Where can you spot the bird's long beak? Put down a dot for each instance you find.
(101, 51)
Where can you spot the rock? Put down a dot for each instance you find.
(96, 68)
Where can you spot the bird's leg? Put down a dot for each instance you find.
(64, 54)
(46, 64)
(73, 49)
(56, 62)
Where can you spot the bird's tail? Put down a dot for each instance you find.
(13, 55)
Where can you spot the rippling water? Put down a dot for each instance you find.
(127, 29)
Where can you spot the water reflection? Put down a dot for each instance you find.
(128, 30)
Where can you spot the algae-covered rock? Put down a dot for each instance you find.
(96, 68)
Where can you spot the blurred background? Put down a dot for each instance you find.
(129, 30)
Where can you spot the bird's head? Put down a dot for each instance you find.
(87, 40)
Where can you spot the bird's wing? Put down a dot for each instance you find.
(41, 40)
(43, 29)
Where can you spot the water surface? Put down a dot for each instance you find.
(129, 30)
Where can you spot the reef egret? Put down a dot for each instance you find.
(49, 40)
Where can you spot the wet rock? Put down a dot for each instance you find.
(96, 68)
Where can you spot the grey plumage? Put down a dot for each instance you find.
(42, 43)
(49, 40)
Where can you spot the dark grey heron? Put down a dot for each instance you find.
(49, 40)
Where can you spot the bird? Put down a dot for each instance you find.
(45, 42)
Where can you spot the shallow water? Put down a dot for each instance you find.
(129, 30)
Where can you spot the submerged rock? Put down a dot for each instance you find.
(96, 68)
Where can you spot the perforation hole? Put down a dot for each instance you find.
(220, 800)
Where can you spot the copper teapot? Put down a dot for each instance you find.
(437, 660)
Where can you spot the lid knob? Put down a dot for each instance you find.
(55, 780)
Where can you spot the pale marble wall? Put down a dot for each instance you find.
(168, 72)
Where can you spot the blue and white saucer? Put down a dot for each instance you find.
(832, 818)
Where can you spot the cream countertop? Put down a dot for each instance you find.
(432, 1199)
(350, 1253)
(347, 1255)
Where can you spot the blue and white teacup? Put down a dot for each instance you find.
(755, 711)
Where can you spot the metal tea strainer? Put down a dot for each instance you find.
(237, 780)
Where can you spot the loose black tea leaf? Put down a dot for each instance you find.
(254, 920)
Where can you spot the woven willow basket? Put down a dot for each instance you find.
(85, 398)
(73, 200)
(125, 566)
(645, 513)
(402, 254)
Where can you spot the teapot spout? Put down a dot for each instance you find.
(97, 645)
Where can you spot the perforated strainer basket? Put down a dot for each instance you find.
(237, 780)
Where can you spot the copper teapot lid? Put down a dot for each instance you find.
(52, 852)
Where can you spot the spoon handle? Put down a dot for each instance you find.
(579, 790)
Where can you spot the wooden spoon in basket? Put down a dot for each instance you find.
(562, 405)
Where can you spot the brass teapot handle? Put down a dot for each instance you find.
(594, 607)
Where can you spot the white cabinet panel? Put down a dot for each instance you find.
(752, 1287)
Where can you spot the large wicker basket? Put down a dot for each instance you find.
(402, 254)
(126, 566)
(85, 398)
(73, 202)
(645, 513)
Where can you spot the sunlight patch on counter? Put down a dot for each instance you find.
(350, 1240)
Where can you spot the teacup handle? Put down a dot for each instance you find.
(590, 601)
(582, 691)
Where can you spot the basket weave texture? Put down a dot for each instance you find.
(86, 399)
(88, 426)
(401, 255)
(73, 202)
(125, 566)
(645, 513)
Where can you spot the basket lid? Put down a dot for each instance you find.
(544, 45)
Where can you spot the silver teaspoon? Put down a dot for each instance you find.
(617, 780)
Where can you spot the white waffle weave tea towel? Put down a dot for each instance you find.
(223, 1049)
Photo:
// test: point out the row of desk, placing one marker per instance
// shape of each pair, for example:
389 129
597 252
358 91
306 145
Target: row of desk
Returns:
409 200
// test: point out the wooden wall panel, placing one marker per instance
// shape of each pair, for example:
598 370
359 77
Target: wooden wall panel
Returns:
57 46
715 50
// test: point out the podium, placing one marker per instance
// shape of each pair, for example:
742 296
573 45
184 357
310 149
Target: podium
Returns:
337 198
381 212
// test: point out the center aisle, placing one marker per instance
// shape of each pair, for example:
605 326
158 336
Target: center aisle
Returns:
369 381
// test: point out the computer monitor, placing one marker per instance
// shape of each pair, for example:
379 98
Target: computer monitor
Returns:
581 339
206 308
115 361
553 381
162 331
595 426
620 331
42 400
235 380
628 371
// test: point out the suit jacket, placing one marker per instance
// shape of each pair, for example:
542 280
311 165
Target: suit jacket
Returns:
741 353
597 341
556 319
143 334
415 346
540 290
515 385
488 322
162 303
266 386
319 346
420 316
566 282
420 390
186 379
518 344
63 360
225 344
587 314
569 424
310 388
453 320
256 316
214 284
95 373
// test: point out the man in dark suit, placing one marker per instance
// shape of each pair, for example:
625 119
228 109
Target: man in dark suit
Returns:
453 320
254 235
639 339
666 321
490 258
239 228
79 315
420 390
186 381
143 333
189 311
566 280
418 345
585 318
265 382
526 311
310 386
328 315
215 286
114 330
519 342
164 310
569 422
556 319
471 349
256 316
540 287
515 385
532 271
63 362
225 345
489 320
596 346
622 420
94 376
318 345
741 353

⁂

- [Instructions for the task]:
Repeat the entries above exactly, leaving nothing out.

- [Response for this exercise]:
Where can you spot the bird's long beak? Put down a dot for each instance you find.
(101, 51)
Where can you spot the rock? Put down a dot for each instance you find.
(96, 68)
Where can you spot the bird's leg? Put down a dot for each instance you find.
(64, 54)
(46, 64)
(73, 49)
(56, 62)
Where can you spot the bird's tail? Put down a dot for each instance you find.
(13, 55)
Where can you spot the rippling water? Put down a dot for each instance you find.
(127, 29)
Where can you spot the water reflection? Put down a dot for each instance you find.
(128, 30)
Where can you spot the algae-covered rock? Put down a dot for each instance you find.
(96, 68)
Where can you spot the blurred background? Put down a dot for each instance you find.
(129, 30)
Where can you spot the bird's head? Put down a dot for each instance you find.
(87, 40)
Where can you spot the bird's wing? Put down a dot for each instance you find.
(41, 40)
(43, 29)
Where can you spot the water surface? Put down a dot for each instance you find.
(129, 30)
Where can you spot the reef egret? Put down a dot for each instance you find.
(49, 40)
Where can you spot the wet rock? Put down a dot for each instance you find.
(96, 68)
Where can you spot the grey plumage? Put down a dot for each instance you find.
(42, 43)
(49, 40)
Where can you spot the dark grey heron? Put down a dot for each instance you find.
(49, 40)
Where can you spot the bird? Put down a dot for each instance you find.
(45, 42)
Where can you spot the shallow water? Put down a dot for each instance you find.
(129, 30)
Where can you spot the submerged rock? Put down a dot for each instance you find.
(96, 68)
Where can you spot the perforation hole? Put down a dot for each instance you find.
(220, 800)
Where can you spot the copper teapot? Put down a dot for each instance you find.
(437, 660)
Where can you spot the lid knob? Put down a dot for each instance you find.
(55, 780)
Where can you spot the pale marble wall? Put down a dot for each instance you find.
(168, 72)
Where can you spot the blue and white saucer? Put down a dot for each instance you find.
(832, 818)
Where can you spot the cream countertop? Put down a dot for each instance you find.
(432, 1199)
(350, 1253)
(347, 1255)
Where can you spot the blue and white teacup? Put down a dot for each instance you find.
(755, 711)
Where can you spot the metal tea strainer? Put down a dot for each instance you find.
(237, 780)
Where can you spot the loose black tea leaf? Put down a dot for each instance you find.
(254, 920)
Where can you spot the woven willow basket? Put down a dot for each instance you find.
(85, 398)
(73, 200)
(125, 566)
(645, 513)
(402, 254)
Where can you spot the teapot spout? Put down a dot for each instance you find.
(97, 645)
Where can you spot the perforated strainer basket? Put down a dot for each instance you find.
(237, 780)
Where can you spot the copper teapot lid? Put down a dot for each instance you find.
(52, 852)
Where can you spot the spoon handle? Put down a dot for each instance you find.
(579, 790)
Where can you spot the wooden spoon in basket? Put down a dot for each instance you find.
(562, 405)
Where can you spot the brass teapot handle? Put down a dot for each instance you find.
(594, 607)
Where can you spot the white cabinet panel? Put down a dot for each instance you find.
(752, 1287)
Where can you spot the large wicker basket? Put down a dot for each instance you find.
(402, 254)
(126, 566)
(85, 398)
(73, 202)
(645, 513)
Where can you spot the sunlight patch on counter? Put down a dot for each instance you find.
(350, 1240)
Where can you spot the teacup handle? Put down a dot for each instance you find.
(590, 601)
(582, 691)
Where can you spot the basket weave texture? Put down a dot for each instance you find.
(86, 399)
(88, 426)
(401, 255)
(73, 202)
(125, 566)
(645, 513)
Where can you spot the basket lid? Put down a dot for each instance you find.
(544, 45)
Where can you spot the silver teaspoon? Put down a dot for each instance you find.
(617, 780)
Where can you spot the white waffle weave tea towel? Put down a dot for each instance you find.
(223, 1049)
Photo:
// test: point out the row of desk, placing one marker per instance
// shape of each pair, for example:
389 129
597 252
358 91
306 145
Target: row of desk
Returns:
409 200
// test: point out the wooden wall panel, placing one marker per instance
// shape of each pair, for example:
598 370
359 77
Target: wooden wall panel
Returns:
57 46
715 50
// test: point out the podium, placing one marker per instance
// shape of each pair, for example:
742 296
573 45
184 357
310 149
Target: podium
Returns:
337 198
381 212
// test: point out the center aisle, placing one marker per instance
// shape of each pair, for example:
605 326
158 336
Target: center aisle
Returns:
369 381
// test: point out the computer monitor, placing one marker per instance
// shape of each pair, for example:
379 98
Target: computer monitor
Returns:
581 339
206 308
115 361
553 381
162 331
595 426
620 331
42 400
235 380
628 371
// test: point out the suit jacket, placing one marker per instance
// shape of each pair, for example:
542 280
311 165
Target: suit jacket
Returns:
741 353
597 341
556 319
143 334
415 346
540 290
515 385
488 322
162 303
266 386
319 346
420 316
566 282
420 390
186 379
518 344
63 360
225 344
587 314
569 424
310 388
453 320
256 316
214 284
95 373
// test: point out the man in dark suit, placing one marker per instance
// shape of each pair, for example:
625 119
228 109
Target: man in dark suit
Returns:
453 320
254 235
639 339
666 321
490 258
239 228
79 315
420 390
186 381
143 333
189 311
566 280
418 345
585 318
265 382
526 311
310 386
328 315
215 286
114 330
519 342
164 310
569 422
556 319
471 349
256 316
540 287
515 385
532 271
63 362
225 345
489 320
596 346
622 420
94 376
318 345
741 353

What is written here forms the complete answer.